-- DATA TO USE follows --

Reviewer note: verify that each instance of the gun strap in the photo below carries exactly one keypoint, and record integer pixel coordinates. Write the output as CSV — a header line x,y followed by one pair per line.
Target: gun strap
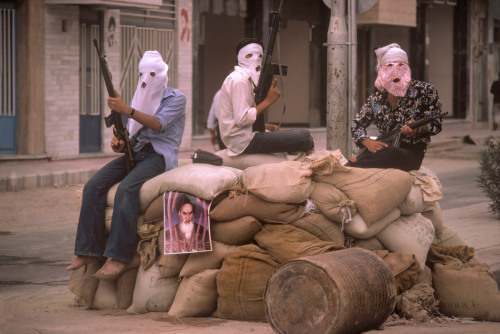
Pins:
x,y
281,78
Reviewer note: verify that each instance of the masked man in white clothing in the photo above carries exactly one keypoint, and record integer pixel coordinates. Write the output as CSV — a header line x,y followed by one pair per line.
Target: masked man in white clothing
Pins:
x,y
156,123
238,112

-- DATA TO USE concluded --

▶ _ACTIVITY_: Give back the material word for word, leaving out its pictures.

▶ _FINAL ANSWER_:
Reviewer note: verify that each instance of the gun strap in the photo below carries exactly one keypoint, and record integer pixel coordinates. Write the output as CSV — a header line x,y followed by one pair per line.
Target: gun strap
Pins:
x,y
281,78
Reviewer note: verify that each instance of the masked man in white clothing in the photo above carries exactly one keypoint, and record integer pixel coordinates. Write the output as CSV — a header line x,y followed by one pair per line.
Target: masked man in white clothing
Pins:
x,y
156,123
238,112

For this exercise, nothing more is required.